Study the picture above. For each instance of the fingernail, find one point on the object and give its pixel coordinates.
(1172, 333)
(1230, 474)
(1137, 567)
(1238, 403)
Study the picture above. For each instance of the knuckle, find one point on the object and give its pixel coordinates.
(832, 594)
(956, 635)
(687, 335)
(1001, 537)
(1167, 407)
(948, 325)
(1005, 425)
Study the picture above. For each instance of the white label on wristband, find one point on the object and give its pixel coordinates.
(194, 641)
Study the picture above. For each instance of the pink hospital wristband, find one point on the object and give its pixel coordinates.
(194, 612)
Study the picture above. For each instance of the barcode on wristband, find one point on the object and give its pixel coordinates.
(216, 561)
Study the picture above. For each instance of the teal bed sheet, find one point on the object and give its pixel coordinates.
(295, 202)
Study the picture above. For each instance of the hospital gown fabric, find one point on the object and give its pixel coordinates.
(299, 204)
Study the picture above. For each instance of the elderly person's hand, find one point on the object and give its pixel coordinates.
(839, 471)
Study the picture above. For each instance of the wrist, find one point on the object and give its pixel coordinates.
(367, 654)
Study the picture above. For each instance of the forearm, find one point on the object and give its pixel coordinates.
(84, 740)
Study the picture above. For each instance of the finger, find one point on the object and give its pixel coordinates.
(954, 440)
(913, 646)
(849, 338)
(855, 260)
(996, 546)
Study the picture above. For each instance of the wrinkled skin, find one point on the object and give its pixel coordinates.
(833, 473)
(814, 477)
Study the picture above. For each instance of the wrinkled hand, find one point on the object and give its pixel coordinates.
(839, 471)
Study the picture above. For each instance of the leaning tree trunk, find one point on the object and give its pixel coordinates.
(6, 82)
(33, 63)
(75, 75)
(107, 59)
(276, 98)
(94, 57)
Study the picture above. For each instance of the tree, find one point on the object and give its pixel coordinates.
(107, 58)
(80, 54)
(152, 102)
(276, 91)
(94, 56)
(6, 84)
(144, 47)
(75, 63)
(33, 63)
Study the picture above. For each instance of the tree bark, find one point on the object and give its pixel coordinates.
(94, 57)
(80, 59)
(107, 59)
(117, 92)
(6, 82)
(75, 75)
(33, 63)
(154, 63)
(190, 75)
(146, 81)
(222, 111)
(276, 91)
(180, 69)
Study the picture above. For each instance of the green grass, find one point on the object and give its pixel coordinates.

==========

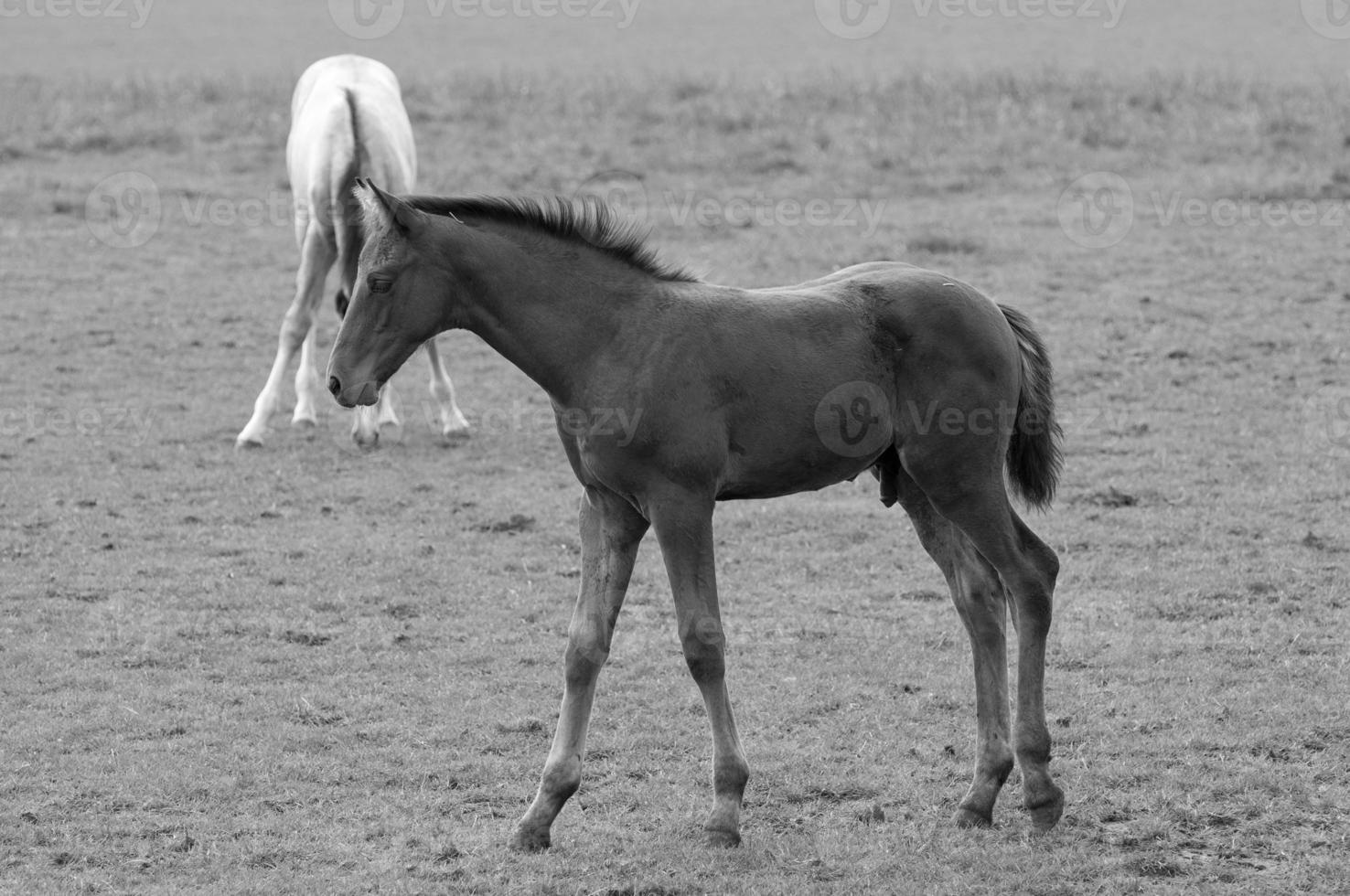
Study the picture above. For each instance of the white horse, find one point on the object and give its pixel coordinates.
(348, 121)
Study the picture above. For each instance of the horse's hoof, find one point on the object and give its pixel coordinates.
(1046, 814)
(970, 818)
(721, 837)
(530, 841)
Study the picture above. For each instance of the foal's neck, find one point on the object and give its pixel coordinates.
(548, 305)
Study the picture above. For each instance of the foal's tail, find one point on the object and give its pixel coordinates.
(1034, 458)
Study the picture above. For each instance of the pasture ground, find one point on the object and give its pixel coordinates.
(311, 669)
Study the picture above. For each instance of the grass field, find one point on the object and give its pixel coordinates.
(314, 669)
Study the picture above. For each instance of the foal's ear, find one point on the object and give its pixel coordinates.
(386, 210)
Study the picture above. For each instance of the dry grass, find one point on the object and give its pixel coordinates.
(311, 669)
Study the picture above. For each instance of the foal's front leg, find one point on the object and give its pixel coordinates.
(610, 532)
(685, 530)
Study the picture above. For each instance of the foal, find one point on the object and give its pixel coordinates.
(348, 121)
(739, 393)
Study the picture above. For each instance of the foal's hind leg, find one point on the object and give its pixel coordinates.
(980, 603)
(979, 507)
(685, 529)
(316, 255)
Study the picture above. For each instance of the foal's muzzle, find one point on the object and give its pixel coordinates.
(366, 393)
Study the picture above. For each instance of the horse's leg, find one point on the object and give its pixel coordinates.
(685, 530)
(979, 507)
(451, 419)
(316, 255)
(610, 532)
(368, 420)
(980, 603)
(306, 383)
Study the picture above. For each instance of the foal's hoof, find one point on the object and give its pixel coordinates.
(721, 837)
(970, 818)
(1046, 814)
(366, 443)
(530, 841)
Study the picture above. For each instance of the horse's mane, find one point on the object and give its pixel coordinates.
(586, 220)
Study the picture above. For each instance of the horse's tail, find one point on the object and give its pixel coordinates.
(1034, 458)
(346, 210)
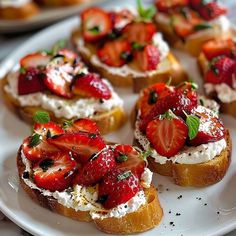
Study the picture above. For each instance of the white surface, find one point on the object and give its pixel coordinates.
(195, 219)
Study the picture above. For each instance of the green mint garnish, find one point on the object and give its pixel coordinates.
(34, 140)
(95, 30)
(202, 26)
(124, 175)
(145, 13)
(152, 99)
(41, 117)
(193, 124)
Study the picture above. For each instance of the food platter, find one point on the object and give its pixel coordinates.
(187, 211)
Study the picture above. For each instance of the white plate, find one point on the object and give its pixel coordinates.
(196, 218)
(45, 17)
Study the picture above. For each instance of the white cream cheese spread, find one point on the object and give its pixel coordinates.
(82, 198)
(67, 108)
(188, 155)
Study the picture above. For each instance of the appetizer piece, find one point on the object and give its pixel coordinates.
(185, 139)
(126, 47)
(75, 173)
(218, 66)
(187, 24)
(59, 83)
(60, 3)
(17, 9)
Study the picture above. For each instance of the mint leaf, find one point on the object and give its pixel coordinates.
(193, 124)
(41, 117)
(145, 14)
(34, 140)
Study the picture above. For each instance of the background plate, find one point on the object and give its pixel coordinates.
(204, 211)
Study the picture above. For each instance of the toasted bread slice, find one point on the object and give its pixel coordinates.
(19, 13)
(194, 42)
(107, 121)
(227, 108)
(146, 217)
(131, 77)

==========

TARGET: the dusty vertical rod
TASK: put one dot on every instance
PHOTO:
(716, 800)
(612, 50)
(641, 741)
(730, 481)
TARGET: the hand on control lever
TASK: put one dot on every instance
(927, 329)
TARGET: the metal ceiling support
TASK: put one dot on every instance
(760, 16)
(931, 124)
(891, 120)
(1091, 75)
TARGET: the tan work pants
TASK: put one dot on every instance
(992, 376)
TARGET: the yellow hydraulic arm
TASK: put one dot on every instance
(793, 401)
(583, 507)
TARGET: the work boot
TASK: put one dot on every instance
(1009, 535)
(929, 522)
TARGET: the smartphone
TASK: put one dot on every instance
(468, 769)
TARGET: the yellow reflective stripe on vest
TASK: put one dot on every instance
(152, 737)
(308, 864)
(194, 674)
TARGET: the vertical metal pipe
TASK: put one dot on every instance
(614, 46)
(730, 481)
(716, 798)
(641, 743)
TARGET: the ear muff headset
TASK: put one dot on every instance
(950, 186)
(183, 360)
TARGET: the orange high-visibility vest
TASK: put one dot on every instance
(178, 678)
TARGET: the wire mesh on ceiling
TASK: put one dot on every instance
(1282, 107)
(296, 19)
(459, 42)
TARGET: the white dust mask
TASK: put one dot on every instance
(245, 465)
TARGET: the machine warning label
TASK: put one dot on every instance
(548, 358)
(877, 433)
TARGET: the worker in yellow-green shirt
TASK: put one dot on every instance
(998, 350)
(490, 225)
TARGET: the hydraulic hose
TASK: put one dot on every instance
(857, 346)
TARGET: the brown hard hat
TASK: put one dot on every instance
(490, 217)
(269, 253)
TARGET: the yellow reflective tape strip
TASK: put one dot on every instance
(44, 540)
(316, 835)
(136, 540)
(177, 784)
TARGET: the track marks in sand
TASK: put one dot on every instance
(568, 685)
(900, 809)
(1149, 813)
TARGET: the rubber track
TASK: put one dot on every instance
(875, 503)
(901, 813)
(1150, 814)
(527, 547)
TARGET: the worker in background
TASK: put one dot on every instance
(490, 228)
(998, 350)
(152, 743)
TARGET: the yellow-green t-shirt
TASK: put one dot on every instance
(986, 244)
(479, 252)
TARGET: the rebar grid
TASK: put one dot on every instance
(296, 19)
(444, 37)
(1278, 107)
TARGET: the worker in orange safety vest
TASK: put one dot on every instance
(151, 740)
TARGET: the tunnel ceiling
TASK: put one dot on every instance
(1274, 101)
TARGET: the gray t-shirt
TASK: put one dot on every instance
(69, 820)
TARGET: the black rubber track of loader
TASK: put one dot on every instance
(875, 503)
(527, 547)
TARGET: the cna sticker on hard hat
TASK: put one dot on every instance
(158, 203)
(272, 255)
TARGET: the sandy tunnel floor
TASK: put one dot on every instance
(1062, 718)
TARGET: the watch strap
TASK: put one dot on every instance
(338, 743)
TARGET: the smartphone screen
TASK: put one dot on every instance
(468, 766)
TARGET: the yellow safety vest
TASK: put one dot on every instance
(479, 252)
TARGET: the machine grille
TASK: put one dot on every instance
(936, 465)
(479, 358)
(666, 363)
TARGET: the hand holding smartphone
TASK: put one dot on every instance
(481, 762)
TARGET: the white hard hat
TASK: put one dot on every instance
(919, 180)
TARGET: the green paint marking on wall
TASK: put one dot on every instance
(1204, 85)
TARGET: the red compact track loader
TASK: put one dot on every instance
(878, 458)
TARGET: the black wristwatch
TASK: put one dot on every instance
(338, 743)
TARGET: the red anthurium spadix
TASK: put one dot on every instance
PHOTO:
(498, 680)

==========

Gather each line in the data that holds the string "rubber".

TARGET: the rubber track
TARGET: the black rubber track of loader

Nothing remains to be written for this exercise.